▶ [Aufgabenstellung] Schreibe den Textauszug über Sprache in der Arbeit mit Eltern weiter und knüpfe direkt an seinen letzten Satz an.

▶ [Textauszug]
____________________

In der Arbeit mit Eltern ist Sprache ebenfalls ein Schlüssel – manchmal, um Sorgen in Worte zu fassen, manchmal, um Brücken zu bauen zwischen unterschiedlichen Sichtweisen. „Ich will nur das Beste für mein Kind“ kann bedeuten: „Ich habe Angst, etwas falsch zu machen.“ Hier braucht es eine Sprache, die nicht belehrt, sondern einlädt – die Fragen stellt, die zuhört, die Raum lässt, damit auch Unsicherheiten ausgesprochen werden können. Ein offenes Gespräch kann Spannungen abbauen – sei es bei einem Hausbesuch oder in einem Hilfeplangespräch.

____________________

▶ [Bereitgestellte Daten]
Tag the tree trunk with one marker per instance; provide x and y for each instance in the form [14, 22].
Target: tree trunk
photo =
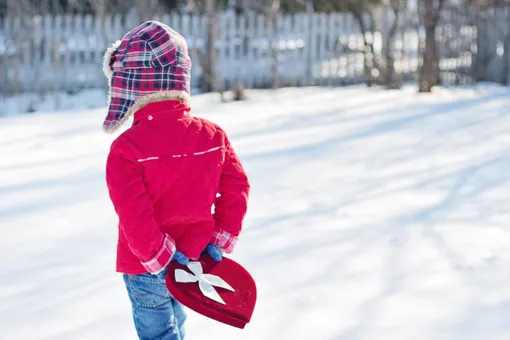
[429, 72]
[273, 15]
[209, 61]
[430, 68]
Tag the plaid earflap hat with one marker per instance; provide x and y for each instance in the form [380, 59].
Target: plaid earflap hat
[150, 63]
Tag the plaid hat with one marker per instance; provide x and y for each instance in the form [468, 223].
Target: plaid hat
[150, 63]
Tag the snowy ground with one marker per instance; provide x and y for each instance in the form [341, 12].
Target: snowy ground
[375, 215]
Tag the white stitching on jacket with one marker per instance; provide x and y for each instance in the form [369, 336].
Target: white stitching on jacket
[198, 153]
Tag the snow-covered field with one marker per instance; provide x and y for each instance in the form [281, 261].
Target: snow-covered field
[374, 215]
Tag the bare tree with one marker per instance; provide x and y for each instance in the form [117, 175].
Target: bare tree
[378, 67]
[208, 58]
[430, 13]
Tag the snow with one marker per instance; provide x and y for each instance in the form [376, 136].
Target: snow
[374, 215]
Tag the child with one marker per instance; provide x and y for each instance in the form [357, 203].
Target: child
[164, 174]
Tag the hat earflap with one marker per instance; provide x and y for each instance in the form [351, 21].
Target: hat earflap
[107, 70]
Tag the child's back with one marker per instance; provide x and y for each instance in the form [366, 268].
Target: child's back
[165, 173]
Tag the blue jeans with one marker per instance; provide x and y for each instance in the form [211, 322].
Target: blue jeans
[156, 314]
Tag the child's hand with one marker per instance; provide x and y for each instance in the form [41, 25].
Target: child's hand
[215, 252]
[180, 258]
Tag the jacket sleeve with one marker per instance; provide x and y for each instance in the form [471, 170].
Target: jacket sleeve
[231, 205]
[124, 178]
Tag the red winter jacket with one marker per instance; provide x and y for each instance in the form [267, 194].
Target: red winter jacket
[164, 174]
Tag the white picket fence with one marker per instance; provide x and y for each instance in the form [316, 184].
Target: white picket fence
[65, 52]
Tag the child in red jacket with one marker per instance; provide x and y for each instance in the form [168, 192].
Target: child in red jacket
[165, 173]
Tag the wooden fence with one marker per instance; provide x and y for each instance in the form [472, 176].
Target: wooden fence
[48, 53]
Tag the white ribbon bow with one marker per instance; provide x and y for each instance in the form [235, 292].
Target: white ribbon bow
[206, 282]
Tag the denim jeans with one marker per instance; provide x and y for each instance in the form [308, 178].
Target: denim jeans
[156, 314]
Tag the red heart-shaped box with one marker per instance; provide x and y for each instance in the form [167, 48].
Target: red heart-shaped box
[239, 305]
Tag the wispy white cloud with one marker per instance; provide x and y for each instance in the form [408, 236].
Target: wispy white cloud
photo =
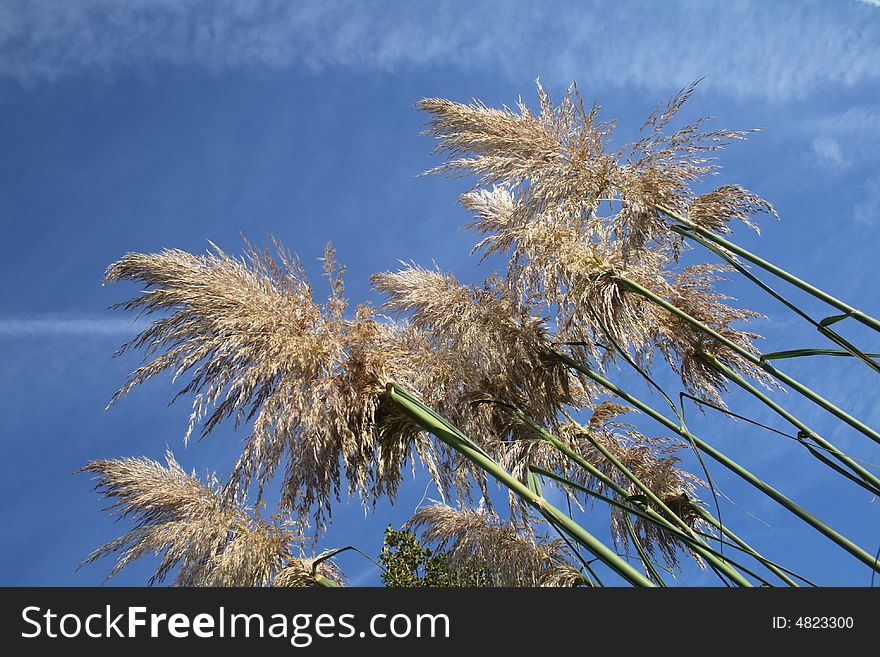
[827, 150]
[68, 326]
[774, 50]
[867, 211]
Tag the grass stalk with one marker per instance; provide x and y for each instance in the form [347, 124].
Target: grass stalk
[870, 482]
[708, 517]
[668, 521]
[728, 463]
[845, 308]
[443, 430]
[755, 360]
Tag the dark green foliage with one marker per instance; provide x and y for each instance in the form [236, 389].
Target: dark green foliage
[408, 564]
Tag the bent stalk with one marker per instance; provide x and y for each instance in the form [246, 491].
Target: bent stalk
[755, 360]
[430, 421]
[845, 308]
[730, 464]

____________________

▶ [Antwort zur Übung]
In unserer Arbeit treffen wir außerdem auf Menschen mit sehr unterschiedlichen sprachlichen und kulturellen Hintergründen. Mehrsprachigkeit ist dabei keine Hürde, sondern eine Ressource – sie öffnet neue Perspektiven. Gleichzeitig braucht es ein Bewusstsein für mögliche Barrieren: Fachbegriffe, Redewendungen oder kulturell geprägte Bilder, die nicht allen zugänglich sind. Ein Beispiel: Wenn wir im Gespräch sagen „Das Kind braucht Stabilität“, heißt das für manche Eltern „feste Regeln“, für andere „emotionale Wärme“. Oder: Das Wort „Jugendamt“ löst bei manchen Familien Vertrauen aus, bei anderen Misstrauen – abhängig von gemachten Erfahrungen oder Herkunftsland. Manchmal reicht ein einfacher Satz in verständlicher Sprache, manchmal braucht es Übersetzung – nicht nur der Worte, sondern auch der Bedeutungen dahinter. Hier zeigt sich: Barrierefreiheit ist auch kulturelle Sensibilität.

Und dann gibt es die Momente – über alle Altersgruppen hinweg –, in denen es keine passenden Worte gibt.
Kein Wort für das, was war.
Kein Wort, das heilt.
Kein Wort, das reicht.

Aber wir bleiben in Beziehung.
Wir versuchen, Brücken zu bauen, auch wenn sie wackelig sind.
Manchmal mit Sätzen.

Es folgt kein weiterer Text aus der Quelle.